> [Directions]:
Only the lines holding "truck" are wanted; find them in the listing and return each one.

•••

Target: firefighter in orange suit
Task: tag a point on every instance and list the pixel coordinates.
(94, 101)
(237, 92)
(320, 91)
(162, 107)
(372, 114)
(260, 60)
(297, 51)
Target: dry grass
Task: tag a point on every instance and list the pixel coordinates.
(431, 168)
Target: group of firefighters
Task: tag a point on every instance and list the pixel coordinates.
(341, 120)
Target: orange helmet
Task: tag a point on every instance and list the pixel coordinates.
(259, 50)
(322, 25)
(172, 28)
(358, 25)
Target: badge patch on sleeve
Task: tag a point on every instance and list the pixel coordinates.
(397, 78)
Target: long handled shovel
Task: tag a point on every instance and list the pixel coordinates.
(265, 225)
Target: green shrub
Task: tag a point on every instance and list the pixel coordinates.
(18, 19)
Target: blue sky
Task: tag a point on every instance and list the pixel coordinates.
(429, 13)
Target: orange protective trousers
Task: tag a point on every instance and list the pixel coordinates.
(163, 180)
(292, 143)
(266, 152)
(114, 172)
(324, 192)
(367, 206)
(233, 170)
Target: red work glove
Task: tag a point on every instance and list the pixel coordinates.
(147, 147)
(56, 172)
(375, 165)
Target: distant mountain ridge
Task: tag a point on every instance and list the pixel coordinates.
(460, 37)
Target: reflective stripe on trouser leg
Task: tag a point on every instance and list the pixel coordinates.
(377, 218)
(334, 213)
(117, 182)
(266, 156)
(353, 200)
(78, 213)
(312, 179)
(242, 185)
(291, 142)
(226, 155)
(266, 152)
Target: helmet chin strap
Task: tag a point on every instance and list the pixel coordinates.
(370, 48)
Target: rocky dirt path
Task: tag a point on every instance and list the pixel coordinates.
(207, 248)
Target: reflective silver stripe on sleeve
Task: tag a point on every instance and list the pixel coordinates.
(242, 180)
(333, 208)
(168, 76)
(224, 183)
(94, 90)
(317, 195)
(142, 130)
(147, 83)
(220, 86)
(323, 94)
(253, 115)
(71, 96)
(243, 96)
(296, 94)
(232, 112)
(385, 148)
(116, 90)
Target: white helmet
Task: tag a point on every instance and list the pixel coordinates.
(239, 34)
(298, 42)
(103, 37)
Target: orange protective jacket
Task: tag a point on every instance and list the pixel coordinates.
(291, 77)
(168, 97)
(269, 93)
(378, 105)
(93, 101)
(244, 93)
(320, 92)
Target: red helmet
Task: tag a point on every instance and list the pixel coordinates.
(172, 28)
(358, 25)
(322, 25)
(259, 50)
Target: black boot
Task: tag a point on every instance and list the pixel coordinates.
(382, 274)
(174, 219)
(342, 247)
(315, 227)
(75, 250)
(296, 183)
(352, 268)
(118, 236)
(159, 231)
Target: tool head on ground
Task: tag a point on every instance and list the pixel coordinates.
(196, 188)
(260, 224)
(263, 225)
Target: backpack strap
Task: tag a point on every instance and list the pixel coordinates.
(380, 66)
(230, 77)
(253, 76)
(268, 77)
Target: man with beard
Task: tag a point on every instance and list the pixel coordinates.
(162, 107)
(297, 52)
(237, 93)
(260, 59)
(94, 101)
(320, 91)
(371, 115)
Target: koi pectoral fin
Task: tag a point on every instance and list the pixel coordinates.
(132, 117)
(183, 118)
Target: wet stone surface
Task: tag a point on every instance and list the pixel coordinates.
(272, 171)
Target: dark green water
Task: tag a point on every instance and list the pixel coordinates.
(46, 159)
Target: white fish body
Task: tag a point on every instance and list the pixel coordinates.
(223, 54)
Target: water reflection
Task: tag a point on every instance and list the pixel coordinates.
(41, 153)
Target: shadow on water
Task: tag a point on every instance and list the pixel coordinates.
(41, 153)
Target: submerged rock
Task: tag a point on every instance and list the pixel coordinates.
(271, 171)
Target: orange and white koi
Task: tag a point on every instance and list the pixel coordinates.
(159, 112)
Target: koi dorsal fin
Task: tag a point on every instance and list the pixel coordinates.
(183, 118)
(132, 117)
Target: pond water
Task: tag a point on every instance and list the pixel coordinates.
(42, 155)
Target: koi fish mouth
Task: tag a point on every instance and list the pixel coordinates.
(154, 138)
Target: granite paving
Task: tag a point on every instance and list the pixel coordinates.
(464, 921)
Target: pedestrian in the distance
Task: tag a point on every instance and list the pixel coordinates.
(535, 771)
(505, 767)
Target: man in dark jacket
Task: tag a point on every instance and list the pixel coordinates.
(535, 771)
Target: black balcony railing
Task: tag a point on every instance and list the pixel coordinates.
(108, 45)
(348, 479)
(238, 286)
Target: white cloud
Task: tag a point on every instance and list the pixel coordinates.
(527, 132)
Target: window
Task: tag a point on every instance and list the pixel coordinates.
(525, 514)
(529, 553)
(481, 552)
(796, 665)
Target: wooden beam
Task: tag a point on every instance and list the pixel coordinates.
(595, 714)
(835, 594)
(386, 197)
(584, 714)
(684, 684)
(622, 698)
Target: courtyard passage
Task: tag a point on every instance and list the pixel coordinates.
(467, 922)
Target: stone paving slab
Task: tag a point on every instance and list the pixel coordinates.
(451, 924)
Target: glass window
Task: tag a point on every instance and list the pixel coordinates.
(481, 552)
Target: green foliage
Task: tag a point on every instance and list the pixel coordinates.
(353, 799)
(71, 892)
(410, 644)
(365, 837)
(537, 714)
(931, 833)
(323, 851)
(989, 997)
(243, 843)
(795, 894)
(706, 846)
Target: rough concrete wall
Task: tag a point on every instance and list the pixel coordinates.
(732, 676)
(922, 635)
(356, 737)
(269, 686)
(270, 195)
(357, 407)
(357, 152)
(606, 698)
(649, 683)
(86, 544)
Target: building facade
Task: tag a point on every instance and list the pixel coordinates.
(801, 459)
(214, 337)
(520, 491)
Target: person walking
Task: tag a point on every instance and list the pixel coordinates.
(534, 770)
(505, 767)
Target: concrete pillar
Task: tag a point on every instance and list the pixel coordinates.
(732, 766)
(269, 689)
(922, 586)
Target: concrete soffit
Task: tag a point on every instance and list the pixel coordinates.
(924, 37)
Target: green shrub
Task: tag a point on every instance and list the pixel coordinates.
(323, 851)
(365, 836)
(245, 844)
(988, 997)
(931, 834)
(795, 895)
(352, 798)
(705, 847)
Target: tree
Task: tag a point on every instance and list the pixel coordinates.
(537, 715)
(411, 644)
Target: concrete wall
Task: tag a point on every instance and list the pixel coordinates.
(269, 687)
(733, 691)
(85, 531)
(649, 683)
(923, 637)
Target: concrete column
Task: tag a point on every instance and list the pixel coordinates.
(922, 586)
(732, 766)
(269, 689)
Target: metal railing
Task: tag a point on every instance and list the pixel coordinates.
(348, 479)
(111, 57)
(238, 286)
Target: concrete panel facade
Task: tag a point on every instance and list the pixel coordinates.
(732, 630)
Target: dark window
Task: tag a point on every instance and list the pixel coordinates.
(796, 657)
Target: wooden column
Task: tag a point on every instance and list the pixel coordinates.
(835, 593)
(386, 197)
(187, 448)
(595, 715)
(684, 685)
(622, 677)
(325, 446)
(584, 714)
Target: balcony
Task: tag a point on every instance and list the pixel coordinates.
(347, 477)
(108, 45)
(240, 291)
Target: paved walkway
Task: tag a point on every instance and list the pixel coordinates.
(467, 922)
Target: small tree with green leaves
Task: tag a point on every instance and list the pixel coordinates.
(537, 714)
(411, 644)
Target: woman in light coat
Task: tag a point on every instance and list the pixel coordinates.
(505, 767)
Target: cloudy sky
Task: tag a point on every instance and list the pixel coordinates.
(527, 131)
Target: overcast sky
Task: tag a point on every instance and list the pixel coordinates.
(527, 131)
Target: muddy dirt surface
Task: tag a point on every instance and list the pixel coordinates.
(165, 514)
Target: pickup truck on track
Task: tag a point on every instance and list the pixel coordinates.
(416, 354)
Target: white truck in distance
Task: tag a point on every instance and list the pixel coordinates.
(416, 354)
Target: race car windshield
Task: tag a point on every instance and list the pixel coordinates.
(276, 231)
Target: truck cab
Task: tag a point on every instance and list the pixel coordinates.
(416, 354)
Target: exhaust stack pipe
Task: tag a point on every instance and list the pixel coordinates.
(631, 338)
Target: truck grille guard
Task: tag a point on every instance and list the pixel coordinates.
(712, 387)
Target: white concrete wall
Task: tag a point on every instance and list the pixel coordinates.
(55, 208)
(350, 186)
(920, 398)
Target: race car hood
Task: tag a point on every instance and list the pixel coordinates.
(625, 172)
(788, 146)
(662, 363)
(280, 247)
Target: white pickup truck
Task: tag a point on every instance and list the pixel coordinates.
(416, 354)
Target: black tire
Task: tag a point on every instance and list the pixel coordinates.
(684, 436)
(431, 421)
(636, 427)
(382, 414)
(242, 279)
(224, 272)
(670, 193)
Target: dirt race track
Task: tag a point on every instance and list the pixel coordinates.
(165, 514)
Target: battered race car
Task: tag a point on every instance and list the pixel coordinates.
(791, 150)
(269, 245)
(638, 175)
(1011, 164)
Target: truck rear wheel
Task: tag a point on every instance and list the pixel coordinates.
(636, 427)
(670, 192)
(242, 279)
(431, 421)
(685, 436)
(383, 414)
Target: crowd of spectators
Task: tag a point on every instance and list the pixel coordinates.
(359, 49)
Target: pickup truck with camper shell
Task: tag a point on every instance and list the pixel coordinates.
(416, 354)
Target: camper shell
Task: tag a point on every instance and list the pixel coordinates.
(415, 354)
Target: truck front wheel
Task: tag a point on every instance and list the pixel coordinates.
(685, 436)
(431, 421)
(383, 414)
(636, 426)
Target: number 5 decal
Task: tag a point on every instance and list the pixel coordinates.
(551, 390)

•••

> [Output for this exercise]:
Target: pickup truck on track
Target: white truck in distance
Target: truck cab
Target: truck grille guard
Target: white pickup truck
Target: truck rear wheel
Target: pickup truck with camper shell
Target: truck front wheel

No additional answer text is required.